**What this task involves**
The response must consist of the lines below from the one with "of the sneakers" through the one with "of the blue", exactly as they appear and with both ends kept.

**Given entries**
──────────

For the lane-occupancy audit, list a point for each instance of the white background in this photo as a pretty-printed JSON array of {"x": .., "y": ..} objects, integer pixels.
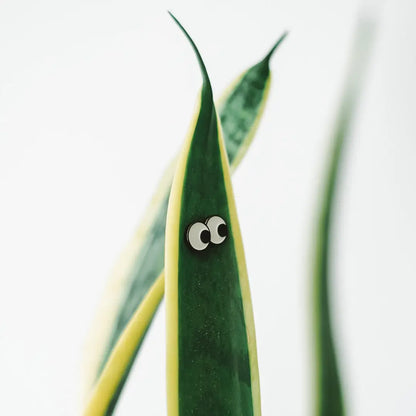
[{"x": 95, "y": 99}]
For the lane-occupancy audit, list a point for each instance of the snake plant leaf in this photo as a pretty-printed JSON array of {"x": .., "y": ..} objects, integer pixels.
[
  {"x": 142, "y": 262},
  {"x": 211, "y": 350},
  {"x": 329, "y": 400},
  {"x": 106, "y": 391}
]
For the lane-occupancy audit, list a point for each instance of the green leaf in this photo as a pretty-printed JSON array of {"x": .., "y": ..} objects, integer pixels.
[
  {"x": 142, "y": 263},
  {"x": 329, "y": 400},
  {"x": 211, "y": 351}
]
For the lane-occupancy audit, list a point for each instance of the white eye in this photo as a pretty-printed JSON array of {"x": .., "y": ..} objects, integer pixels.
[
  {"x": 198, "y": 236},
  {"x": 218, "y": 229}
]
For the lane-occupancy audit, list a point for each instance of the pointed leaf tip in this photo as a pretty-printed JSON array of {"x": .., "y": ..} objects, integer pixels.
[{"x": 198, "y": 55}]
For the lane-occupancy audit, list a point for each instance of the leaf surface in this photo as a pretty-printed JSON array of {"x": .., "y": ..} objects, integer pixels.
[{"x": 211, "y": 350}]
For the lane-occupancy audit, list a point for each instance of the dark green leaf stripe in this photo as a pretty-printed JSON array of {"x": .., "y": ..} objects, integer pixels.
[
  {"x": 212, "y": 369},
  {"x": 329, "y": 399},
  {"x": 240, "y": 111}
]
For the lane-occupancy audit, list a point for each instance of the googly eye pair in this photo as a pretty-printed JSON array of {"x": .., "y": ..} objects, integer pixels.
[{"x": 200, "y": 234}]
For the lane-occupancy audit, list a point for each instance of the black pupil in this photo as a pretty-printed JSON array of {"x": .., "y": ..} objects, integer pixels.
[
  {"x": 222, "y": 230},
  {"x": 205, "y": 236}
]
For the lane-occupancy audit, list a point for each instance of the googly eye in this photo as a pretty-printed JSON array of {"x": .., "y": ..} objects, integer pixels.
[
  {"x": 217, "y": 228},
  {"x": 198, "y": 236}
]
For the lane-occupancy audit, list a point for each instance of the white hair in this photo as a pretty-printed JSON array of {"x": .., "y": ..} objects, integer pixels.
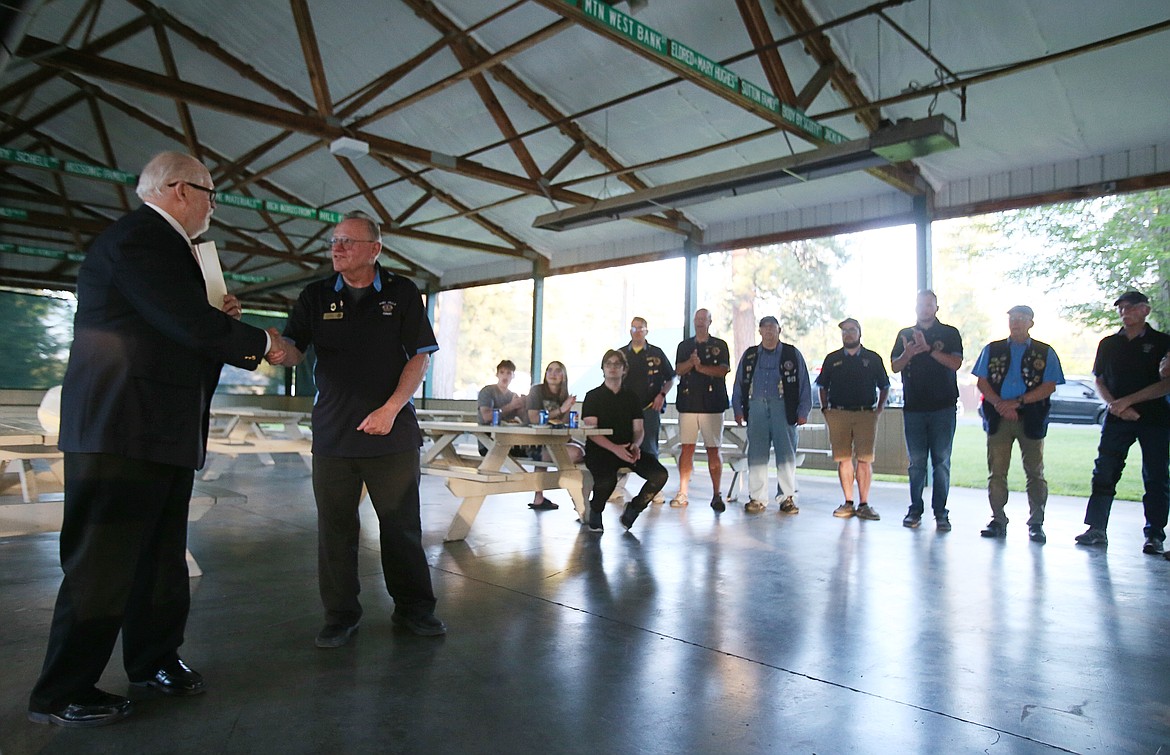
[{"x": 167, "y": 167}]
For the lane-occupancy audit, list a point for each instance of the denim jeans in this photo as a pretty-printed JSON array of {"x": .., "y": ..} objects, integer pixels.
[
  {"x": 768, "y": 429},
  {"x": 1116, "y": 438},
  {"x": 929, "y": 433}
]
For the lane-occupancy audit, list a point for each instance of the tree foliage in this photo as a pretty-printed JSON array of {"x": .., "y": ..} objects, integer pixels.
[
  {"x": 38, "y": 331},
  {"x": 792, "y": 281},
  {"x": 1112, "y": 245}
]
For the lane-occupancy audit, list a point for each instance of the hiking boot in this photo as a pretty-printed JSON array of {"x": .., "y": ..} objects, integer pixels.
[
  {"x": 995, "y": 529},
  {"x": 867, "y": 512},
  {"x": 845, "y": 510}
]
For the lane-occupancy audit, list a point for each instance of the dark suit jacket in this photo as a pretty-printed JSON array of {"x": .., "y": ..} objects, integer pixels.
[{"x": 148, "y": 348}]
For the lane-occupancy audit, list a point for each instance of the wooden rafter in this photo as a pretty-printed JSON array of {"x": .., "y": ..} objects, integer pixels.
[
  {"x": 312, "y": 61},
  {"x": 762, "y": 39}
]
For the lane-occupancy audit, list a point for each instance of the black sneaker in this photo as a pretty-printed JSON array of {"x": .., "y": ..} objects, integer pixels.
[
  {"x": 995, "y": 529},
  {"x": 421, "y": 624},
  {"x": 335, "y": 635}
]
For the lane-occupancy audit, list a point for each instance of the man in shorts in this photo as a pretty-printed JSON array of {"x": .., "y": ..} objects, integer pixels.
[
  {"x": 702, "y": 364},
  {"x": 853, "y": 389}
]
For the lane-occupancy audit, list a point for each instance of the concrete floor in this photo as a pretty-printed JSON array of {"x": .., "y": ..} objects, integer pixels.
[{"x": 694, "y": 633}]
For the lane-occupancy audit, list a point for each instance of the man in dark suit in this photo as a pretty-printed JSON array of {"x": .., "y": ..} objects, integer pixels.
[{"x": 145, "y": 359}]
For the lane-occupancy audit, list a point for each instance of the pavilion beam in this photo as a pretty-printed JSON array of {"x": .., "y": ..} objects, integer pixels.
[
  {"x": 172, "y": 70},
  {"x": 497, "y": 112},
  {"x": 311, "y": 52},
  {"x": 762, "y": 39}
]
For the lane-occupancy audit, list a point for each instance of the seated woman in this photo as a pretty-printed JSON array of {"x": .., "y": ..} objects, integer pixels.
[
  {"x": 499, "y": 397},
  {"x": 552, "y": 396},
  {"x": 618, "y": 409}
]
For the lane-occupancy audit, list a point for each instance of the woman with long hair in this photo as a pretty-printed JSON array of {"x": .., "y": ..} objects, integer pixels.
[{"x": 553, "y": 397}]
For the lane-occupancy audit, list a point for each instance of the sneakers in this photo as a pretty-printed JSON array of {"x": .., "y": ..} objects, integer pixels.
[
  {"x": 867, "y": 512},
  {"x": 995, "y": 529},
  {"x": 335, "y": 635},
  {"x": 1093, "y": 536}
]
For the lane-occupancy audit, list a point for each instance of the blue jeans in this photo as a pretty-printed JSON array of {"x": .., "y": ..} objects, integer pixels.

──────────

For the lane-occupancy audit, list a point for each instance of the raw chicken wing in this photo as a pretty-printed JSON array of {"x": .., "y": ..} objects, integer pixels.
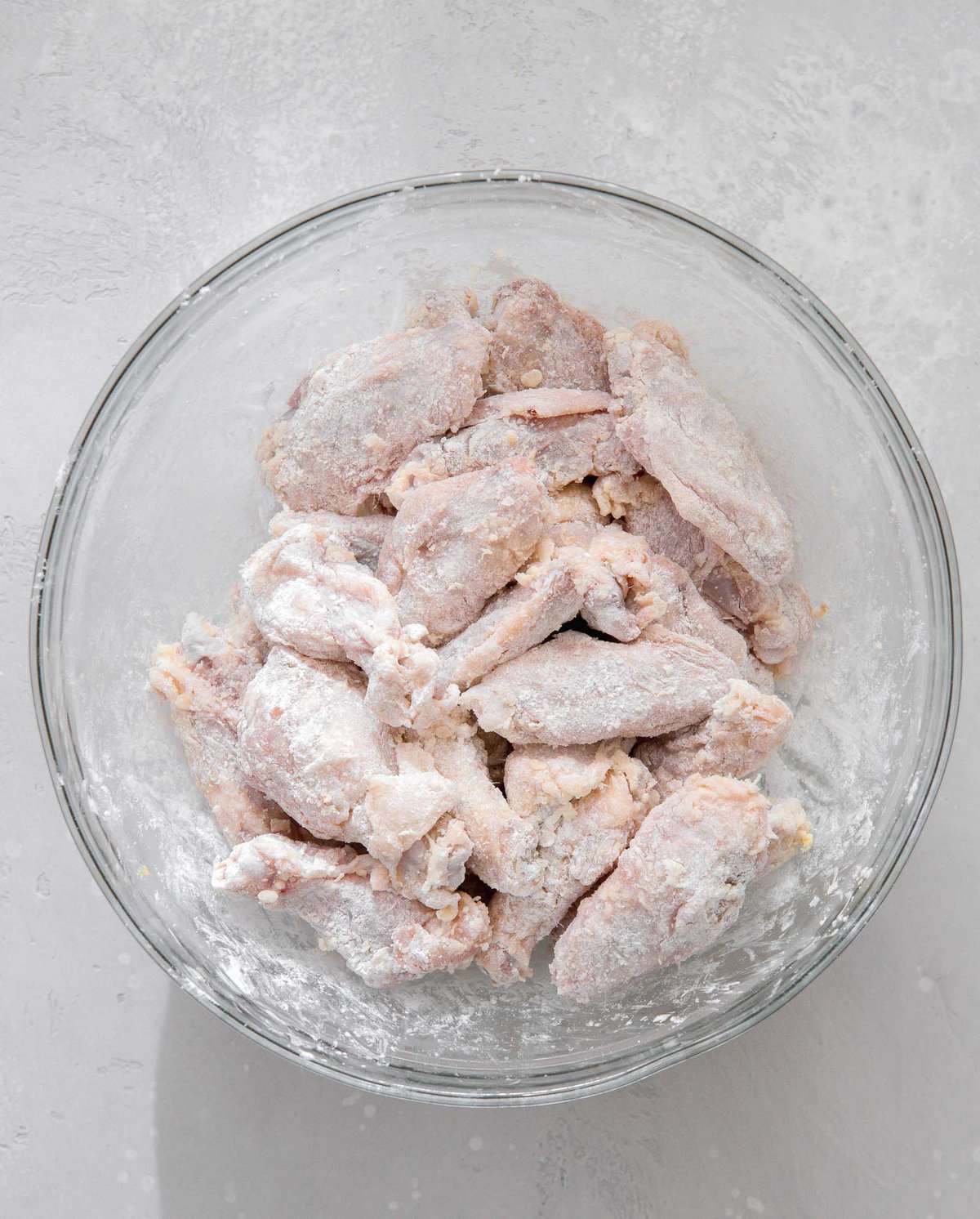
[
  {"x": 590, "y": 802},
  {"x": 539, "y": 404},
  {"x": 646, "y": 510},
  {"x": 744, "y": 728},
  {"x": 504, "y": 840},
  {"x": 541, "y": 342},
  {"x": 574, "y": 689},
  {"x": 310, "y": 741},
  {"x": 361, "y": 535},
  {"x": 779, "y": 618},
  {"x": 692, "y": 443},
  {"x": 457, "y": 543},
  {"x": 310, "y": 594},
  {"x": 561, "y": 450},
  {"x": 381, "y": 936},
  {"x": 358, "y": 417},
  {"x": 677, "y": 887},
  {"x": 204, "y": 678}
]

──────────

**Task response**
For the lane-occupancy audit, list a point for each instance of the sneakers in this photo as a pretty-printed JSON array of {"x": .., "y": ..} objects, integer pixels.
[
  {"x": 867, "y": 512},
  {"x": 995, "y": 529},
  {"x": 335, "y": 635},
  {"x": 1093, "y": 536}
]
For the lane-occupancy audit, list a point for each instance of the blue jeans in this photo as a pretty-printed JSON array of {"x": .., "y": ..} objects, integer pixels.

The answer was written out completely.